Revise the lines below so that each "photo" reads "image" and nothing else changes. Leave the pictures out of your answer.

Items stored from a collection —
----

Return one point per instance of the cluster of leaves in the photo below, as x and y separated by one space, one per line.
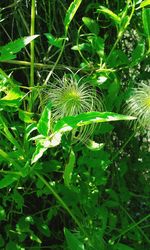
55 194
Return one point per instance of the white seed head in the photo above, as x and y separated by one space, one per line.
69 97
138 105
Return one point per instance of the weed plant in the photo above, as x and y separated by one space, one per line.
74 124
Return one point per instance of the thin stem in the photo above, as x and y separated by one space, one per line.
131 227
62 203
32 31
55 64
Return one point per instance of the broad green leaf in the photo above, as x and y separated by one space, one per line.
9 50
146 22
25 116
44 123
145 3
138 53
94 146
70 13
72 241
110 14
69 169
8 180
68 123
91 24
57 42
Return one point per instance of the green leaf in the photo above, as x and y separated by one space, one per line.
8 180
138 53
91 24
72 241
118 58
11 245
98 45
70 13
40 149
146 22
120 246
9 50
68 123
110 14
44 143
1 241
2 213
94 146
83 47
69 169
25 116
13 98
35 238
57 42
145 3
44 123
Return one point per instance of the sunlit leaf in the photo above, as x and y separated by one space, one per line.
71 12
44 123
91 24
9 50
68 123
8 180
72 241
138 53
94 146
145 3
25 116
57 42
110 14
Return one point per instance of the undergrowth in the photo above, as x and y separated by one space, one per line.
74 124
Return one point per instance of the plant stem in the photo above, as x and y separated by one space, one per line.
32 31
62 203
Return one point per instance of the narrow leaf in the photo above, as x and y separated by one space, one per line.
9 50
8 180
70 13
91 24
110 14
44 124
72 241
146 22
138 53
94 146
68 123
69 169
40 149
145 3
57 42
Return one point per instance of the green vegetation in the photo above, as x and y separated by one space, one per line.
74 124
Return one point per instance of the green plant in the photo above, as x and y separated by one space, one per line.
89 62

----

TASK SOLUTION —
Return one point per instance of the cluster of leaves in the image below, as x and y separated by one space, one per line.
55 194
Return one point per instance of the white seed head in the image above, as x and y separated by one space, one per line.
69 97
138 105
Return one point per instance of the weed plant in the image above, as x and y separated by one space, one per line.
74 124
Return one point per instance of the thin stem in the image above, as x and y separated by one space, one per line.
131 227
62 203
32 31
55 64
Return one point per instance of the broad green leaf in the image above, as x and y separated by one space, one per line.
9 50
146 22
25 116
44 123
145 3
138 53
94 146
70 13
72 241
110 14
69 169
8 180
68 123
91 24
57 42
Return one point per instance of the green leaf in the image above, as x and y separated by one space, one per line.
8 180
138 53
91 24
72 241
118 58
11 245
98 45
70 13
40 149
146 22
120 246
9 50
68 123
110 14
44 143
1 241
2 213
94 146
83 47
69 169
25 116
13 98
35 238
57 42
145 3
44 123
Return one point per instance of the sunlit leaf in the image above, as x and y separated by one space, one per line.
71 12
44 123
91 24
9 50
68 123
8 180
72 241
138 53
94 146
145 3
25 116
57 42
110 14
Return one point per instance of the undergrowth in the image above, as x and y separated by one space, one per line.
74 124
Return one point per instance of the plant stem in the image above, as x and y separated by one space, one per line.
32 31
62 203
Return one point per instance of the narrow leaf in the image above, as x and y separated by one space, one per line.
9 50
8 180
70 13
91 24
110 14
44 124
72 241
146 22
138 53
94 146
68 123
69 169
40 149
145 3
57 42
Return one point per instance of the green vegetation in the image above, as x and y separated by one space, one per line.
74 124
Return one point per instance of the green plant in the image above, as x and y separated by one space, one per line.
89 62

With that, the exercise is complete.